- _Stated goal 1_
Tally the lines in the records below that contain the string "plate", and reply with only that count.

- _Document segment_
>> Begin
Modal phase modulators based on liquid crystals with 3D-printed polymer microstructures: increasing size and complexity

Journal article

We present extended capabilities in simple liquid crystal-based devices that are applicable to adaptive optics and other related fields requiring wavefront manipulation. The laser-written devices can provide complex phase profiles, but are extremely simple to operate, requiring only a single electrode pair tuned between 0 and 10 V RMS. Furthermore, the devices operate in the transmissive mode for easy integration into the optical path. We present here as examples three such devices: the first device reproduces the defocus Zernike polynomial; the second device reproduces a seventh-order Zernike polynomial, tertiary coma; and the last example is of a primary spherical aberration. All devices offer wavelength-scale wavefront manipulation up to more than 2π radians peak-to-peak phase at a wavelength of 660 nm. The coma correction device is significantly more complex, reproducing a mode two orders higher than previous demonstrations, while the spherical device is nearly a full order of magnitude larger, measuring 2 mm in diameter.
>> End
- _Listed entries_
>> Begin
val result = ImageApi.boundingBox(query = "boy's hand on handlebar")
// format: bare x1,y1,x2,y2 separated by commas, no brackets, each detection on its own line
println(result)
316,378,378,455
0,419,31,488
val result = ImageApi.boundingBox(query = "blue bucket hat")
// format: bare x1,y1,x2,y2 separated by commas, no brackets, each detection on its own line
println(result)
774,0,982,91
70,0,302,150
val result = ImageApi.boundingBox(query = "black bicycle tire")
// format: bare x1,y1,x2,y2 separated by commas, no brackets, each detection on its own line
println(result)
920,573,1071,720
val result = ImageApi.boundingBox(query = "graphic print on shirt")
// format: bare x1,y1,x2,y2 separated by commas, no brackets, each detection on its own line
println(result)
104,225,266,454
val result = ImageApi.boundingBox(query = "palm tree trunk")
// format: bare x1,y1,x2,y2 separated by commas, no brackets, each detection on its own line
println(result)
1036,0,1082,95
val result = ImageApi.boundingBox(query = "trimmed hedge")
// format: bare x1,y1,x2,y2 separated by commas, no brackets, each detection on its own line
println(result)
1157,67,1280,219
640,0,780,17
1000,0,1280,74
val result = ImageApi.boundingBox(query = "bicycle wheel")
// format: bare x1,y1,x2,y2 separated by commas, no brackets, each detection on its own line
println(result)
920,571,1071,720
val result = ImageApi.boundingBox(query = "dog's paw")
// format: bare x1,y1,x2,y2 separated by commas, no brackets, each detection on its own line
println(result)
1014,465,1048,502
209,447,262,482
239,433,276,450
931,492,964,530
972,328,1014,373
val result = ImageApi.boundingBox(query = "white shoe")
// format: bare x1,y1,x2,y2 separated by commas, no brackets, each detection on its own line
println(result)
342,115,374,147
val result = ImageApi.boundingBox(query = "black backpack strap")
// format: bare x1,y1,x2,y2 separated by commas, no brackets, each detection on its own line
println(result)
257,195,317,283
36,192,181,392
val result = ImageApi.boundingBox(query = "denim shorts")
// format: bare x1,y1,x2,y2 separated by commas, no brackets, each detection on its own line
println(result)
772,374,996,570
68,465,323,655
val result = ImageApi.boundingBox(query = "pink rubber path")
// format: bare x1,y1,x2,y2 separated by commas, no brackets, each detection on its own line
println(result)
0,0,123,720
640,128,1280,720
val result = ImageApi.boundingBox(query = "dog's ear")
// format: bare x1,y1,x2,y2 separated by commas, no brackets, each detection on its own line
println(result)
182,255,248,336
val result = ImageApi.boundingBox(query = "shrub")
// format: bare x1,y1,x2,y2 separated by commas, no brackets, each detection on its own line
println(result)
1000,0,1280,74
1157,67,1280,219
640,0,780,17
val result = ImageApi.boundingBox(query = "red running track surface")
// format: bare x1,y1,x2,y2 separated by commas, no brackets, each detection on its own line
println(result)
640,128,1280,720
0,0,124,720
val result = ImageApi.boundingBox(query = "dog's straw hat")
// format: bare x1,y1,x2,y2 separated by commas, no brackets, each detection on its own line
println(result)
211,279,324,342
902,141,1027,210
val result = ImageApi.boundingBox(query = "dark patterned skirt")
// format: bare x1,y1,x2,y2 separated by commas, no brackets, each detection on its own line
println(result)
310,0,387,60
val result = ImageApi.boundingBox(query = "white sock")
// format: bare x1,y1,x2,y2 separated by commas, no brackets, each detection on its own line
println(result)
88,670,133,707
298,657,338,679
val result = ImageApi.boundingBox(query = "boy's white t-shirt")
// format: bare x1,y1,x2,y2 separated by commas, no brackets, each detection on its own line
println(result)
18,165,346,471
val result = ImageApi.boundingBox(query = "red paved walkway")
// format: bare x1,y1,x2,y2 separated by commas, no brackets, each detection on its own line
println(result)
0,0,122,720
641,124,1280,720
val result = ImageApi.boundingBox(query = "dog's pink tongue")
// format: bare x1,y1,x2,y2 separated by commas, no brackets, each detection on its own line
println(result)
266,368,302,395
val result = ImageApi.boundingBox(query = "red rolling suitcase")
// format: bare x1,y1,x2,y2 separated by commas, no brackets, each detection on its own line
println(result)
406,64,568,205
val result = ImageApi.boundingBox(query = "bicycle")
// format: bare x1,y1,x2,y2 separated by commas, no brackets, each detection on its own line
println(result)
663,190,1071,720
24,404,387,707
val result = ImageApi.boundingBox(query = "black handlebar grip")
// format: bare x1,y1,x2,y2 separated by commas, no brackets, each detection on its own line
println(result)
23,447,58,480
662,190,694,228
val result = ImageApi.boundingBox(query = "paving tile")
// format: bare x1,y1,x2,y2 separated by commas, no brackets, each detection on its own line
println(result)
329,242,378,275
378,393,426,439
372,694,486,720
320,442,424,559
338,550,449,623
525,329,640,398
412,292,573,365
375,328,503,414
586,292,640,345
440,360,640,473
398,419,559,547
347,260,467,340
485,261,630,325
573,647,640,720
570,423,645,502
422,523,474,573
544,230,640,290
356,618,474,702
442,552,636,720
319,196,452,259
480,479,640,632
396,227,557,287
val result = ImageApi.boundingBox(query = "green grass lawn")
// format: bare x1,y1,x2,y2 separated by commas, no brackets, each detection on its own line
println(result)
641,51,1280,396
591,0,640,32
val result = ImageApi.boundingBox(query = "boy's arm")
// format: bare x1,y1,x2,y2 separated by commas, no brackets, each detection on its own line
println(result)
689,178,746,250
>> End
>> Begin
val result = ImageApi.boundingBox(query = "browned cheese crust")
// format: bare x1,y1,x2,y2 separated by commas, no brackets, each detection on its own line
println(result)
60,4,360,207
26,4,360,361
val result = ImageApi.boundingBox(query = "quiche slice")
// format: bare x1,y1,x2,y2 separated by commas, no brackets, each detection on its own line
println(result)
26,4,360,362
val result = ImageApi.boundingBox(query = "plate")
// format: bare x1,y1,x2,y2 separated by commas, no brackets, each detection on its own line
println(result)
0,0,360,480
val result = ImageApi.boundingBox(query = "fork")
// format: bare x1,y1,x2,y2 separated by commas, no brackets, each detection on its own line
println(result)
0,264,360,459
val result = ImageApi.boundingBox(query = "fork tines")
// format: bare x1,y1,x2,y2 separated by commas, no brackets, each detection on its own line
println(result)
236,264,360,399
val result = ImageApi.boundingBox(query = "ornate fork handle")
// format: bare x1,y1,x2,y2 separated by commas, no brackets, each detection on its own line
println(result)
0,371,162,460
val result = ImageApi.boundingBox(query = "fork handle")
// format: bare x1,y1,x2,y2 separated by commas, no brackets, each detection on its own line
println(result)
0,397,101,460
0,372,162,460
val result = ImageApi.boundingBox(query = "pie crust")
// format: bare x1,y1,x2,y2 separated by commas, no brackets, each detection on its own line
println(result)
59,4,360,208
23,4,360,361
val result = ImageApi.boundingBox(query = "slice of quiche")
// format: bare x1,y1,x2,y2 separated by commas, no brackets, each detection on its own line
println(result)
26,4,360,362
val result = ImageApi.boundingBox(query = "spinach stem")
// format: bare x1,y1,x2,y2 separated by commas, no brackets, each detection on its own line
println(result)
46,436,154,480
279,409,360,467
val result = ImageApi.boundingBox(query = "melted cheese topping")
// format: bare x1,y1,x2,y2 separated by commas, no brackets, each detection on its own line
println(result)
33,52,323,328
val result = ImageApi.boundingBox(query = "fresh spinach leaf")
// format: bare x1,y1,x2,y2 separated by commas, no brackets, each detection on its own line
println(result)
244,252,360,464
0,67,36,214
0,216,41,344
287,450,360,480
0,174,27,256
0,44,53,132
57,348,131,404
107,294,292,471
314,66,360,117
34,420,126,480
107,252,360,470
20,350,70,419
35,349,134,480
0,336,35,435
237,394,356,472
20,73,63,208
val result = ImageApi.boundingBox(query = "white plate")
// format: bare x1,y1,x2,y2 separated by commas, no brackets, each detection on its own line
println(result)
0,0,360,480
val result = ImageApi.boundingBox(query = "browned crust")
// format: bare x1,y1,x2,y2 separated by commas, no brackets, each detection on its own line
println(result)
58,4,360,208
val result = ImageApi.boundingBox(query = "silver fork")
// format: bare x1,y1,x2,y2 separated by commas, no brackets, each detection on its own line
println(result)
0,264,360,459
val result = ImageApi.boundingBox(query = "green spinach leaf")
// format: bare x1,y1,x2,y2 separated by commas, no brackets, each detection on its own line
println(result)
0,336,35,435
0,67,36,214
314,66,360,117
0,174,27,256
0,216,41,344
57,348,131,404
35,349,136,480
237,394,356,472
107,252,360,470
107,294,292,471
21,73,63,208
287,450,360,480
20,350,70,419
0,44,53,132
>> End
>> Begin
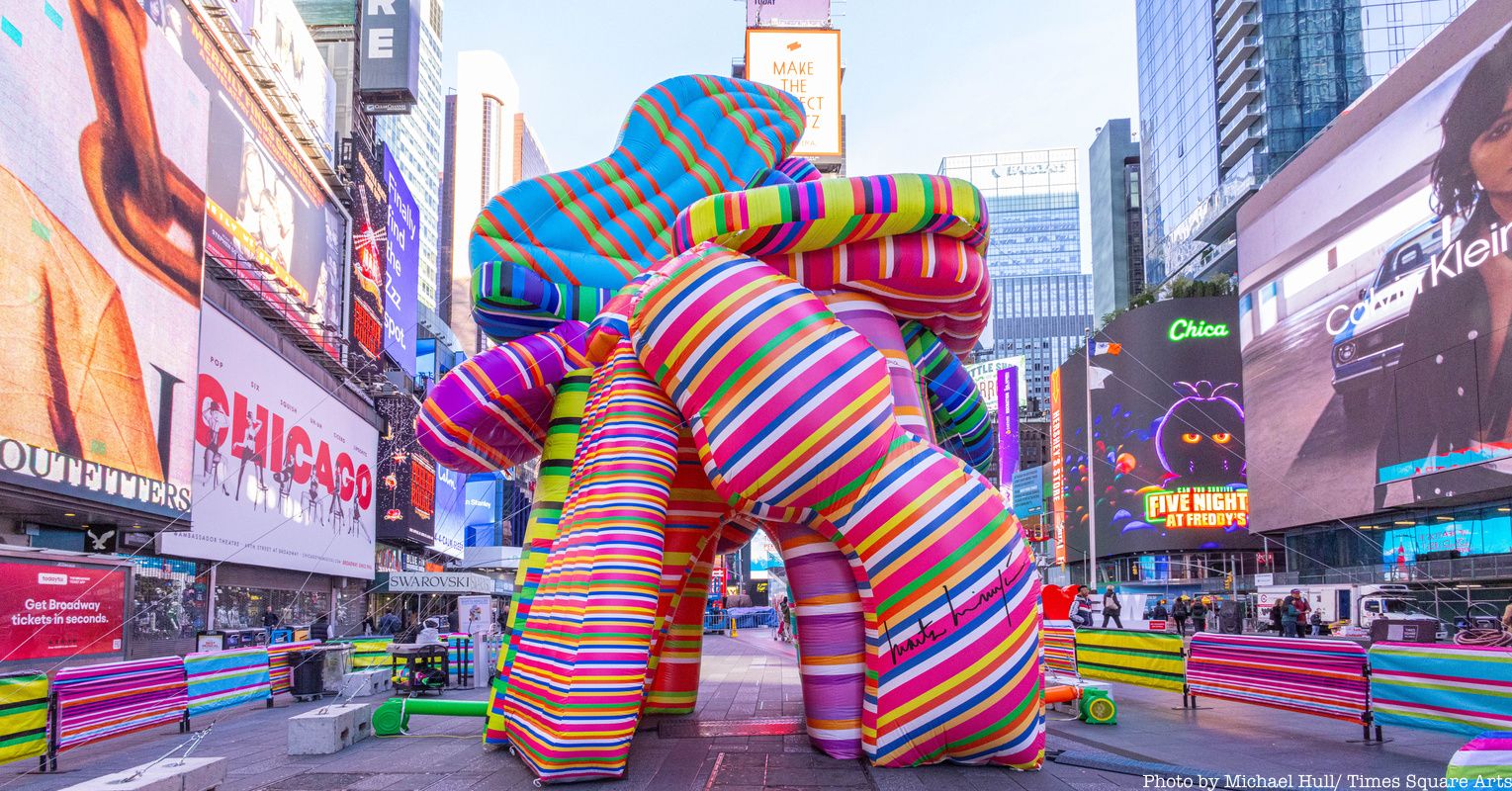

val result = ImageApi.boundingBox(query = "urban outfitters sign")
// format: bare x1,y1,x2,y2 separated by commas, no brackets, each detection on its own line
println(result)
>> End
- _Stated goal 2_
In the abstract on liquid crystal phase modulators, what diameter does the spherical aberration device measure?

- _Full answer 1_
2

- _Full answer 2_
2 mm